**Your task**:
How many lines in the items below contain the string "segment"? Reply with the number alone.

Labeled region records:
(begin)

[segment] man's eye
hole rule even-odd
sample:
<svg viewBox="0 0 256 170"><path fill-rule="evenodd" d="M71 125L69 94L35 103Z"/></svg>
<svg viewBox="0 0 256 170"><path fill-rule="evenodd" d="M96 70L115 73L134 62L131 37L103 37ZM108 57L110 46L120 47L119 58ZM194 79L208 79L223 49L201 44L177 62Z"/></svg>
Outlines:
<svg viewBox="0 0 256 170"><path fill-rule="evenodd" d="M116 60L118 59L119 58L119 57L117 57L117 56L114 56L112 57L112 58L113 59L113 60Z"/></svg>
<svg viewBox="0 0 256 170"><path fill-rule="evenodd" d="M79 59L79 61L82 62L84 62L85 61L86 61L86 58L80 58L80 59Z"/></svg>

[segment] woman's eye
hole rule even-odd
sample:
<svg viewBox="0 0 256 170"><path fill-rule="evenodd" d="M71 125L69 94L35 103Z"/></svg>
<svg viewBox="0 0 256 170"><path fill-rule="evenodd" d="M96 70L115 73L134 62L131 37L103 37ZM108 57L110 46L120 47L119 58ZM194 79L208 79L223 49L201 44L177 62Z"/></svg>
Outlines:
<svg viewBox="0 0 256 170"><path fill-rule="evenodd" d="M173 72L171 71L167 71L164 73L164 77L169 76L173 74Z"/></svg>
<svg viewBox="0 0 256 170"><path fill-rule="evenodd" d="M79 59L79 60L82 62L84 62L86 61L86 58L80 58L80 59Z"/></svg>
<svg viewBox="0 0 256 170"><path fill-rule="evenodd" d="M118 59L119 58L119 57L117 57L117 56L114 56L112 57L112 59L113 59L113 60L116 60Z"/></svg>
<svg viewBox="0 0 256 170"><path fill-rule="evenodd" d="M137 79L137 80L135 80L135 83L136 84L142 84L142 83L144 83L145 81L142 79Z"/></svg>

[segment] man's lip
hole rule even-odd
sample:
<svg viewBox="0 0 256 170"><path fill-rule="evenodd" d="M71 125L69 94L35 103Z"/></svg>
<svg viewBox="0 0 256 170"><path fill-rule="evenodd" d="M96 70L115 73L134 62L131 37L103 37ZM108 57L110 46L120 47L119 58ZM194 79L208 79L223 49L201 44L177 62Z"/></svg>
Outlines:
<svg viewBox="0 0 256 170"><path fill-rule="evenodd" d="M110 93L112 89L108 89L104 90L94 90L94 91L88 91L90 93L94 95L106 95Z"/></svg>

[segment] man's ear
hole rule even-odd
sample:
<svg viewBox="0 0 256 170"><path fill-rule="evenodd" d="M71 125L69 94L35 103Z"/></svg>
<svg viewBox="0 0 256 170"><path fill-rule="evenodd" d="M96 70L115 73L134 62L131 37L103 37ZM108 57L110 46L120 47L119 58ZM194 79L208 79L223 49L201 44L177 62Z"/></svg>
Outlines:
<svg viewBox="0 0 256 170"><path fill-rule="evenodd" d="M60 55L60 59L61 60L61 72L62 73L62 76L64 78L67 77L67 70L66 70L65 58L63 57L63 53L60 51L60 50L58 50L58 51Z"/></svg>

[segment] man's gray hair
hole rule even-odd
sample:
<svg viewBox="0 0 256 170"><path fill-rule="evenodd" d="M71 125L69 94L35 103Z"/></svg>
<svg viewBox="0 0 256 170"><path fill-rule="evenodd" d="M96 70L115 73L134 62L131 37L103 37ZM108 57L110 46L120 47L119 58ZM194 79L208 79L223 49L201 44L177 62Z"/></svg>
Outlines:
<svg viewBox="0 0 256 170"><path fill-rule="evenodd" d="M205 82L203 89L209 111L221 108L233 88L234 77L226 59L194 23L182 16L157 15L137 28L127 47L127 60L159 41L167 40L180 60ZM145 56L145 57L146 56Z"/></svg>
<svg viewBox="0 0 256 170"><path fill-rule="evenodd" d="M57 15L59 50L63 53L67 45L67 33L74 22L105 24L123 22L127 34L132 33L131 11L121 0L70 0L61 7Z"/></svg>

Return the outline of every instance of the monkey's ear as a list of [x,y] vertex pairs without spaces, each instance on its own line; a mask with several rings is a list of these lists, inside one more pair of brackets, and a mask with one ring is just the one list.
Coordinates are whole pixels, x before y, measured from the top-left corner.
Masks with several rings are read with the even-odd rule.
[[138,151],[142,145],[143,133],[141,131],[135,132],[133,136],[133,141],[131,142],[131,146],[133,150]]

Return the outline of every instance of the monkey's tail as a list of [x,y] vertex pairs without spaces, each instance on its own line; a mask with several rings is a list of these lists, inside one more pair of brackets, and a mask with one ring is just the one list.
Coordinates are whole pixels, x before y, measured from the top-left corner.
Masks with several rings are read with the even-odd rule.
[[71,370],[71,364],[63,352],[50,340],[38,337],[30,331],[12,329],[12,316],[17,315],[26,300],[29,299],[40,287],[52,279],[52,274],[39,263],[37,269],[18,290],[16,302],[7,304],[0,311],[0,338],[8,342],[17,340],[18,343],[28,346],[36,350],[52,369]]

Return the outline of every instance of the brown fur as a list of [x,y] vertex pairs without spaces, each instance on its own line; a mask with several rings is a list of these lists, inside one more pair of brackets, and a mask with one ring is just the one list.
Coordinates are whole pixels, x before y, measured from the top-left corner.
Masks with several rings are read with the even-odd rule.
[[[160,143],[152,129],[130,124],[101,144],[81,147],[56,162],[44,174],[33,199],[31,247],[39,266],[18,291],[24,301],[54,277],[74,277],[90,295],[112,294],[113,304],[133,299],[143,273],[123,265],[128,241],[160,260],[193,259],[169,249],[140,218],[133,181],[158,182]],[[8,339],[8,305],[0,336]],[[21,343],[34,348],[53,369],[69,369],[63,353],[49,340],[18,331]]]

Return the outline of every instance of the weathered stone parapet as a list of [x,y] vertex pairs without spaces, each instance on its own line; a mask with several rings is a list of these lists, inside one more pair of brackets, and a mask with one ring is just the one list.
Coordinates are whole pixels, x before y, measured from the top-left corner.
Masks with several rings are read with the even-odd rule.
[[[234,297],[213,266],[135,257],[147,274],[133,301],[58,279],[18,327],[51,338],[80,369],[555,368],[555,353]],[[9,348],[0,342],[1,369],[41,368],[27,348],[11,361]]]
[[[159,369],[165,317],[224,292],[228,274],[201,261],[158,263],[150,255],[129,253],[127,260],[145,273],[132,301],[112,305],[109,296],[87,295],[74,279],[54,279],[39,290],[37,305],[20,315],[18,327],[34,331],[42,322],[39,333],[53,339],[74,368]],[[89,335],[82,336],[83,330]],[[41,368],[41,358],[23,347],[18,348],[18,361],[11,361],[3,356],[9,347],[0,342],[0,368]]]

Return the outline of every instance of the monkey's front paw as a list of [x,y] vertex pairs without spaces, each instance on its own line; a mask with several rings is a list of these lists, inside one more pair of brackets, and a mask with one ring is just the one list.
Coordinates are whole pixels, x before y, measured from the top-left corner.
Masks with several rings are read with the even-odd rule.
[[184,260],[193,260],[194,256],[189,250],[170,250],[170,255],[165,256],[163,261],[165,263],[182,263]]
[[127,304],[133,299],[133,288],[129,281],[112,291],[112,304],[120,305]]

(end)
(begin)

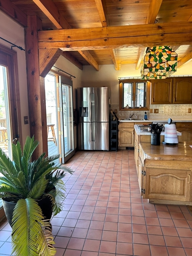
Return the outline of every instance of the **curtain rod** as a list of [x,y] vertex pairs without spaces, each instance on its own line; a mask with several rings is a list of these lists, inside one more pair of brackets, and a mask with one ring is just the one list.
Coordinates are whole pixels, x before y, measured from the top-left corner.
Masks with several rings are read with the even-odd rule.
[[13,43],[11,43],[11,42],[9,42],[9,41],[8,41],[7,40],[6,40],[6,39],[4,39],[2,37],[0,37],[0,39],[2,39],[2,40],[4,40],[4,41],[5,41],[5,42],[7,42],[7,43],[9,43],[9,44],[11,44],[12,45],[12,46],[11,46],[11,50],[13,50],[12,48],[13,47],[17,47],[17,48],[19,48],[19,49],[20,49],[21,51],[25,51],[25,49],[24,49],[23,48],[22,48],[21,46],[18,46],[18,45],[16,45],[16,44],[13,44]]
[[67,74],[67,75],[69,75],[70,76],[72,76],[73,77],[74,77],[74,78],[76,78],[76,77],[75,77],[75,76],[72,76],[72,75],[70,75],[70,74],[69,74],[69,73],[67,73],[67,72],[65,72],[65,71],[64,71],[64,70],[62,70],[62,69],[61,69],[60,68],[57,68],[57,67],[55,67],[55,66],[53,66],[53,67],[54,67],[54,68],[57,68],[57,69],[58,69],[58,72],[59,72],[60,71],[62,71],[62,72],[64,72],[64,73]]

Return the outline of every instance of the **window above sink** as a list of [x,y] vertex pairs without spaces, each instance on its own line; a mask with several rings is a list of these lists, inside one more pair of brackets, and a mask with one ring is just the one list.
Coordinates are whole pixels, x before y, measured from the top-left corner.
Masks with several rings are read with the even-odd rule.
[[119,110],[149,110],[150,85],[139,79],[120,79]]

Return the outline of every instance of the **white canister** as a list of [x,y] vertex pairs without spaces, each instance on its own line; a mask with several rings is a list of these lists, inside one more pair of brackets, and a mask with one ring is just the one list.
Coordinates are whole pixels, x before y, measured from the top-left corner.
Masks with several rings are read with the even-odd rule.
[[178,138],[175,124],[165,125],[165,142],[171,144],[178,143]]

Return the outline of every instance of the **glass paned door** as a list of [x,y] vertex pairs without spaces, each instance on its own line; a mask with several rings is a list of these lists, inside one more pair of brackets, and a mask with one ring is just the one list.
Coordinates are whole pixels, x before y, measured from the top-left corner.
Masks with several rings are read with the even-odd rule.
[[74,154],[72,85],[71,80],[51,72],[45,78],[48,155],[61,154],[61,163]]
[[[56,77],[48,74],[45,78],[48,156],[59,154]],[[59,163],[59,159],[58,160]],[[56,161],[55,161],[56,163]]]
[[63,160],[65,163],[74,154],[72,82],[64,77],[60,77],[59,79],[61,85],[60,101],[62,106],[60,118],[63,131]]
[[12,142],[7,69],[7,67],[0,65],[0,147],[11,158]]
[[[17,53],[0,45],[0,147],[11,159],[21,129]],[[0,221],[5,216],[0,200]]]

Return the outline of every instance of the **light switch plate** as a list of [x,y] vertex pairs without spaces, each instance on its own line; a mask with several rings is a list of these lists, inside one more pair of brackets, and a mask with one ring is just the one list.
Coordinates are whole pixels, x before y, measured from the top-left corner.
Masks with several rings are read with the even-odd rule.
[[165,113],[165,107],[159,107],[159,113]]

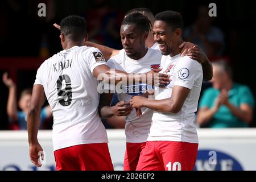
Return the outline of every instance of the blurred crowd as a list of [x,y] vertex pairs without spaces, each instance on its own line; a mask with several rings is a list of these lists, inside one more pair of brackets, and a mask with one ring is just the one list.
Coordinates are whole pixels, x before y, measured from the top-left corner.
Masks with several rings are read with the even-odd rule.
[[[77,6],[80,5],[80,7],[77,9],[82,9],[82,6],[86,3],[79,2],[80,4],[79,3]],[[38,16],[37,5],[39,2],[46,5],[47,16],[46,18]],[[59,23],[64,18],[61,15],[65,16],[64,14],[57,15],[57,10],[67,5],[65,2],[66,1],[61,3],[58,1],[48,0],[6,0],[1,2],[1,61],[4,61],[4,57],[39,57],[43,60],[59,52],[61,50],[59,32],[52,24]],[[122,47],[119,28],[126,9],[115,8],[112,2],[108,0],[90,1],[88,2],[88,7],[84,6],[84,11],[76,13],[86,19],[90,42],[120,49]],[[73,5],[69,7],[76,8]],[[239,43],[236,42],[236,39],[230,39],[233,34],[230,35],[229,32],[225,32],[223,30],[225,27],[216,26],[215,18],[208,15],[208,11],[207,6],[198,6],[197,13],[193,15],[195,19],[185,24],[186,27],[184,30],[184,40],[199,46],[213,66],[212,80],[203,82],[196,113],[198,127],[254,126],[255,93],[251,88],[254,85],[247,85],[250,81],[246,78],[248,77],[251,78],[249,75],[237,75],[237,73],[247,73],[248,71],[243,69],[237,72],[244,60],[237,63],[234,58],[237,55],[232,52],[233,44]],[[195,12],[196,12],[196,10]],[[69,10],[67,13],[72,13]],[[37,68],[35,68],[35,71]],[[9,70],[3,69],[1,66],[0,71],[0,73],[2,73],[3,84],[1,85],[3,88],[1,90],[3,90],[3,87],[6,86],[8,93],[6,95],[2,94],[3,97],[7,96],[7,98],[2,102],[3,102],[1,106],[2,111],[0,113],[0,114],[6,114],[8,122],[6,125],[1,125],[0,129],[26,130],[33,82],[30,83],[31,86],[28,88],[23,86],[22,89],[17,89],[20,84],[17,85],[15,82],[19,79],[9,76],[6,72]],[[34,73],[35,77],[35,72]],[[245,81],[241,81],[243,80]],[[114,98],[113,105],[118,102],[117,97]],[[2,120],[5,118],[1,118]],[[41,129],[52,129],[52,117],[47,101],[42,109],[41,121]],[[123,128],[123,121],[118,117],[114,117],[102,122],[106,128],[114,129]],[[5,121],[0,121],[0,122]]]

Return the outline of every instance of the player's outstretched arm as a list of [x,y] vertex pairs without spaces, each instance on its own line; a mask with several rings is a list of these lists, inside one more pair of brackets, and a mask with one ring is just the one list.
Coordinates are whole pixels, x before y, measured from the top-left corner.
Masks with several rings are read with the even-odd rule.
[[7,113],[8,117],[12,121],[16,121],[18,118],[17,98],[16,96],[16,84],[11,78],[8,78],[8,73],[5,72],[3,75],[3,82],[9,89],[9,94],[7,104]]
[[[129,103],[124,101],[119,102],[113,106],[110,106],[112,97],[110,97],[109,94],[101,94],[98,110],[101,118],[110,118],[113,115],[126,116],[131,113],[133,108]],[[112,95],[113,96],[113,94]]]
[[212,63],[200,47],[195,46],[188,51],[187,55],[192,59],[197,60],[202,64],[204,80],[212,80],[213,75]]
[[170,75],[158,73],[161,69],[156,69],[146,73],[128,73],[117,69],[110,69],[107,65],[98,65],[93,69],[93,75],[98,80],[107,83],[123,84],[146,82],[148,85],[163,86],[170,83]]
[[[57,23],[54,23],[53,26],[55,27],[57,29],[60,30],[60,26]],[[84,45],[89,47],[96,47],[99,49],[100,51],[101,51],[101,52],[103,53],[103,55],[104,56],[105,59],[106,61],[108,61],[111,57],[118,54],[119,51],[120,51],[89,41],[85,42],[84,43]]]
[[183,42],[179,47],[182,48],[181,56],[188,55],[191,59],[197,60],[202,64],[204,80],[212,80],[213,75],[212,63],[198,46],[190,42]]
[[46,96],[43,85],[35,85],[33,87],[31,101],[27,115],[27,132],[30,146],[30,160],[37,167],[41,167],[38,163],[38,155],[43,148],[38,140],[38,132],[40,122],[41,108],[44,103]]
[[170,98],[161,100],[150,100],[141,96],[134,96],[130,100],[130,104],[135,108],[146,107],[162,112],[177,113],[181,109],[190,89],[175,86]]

(end)

**Finished task**:
5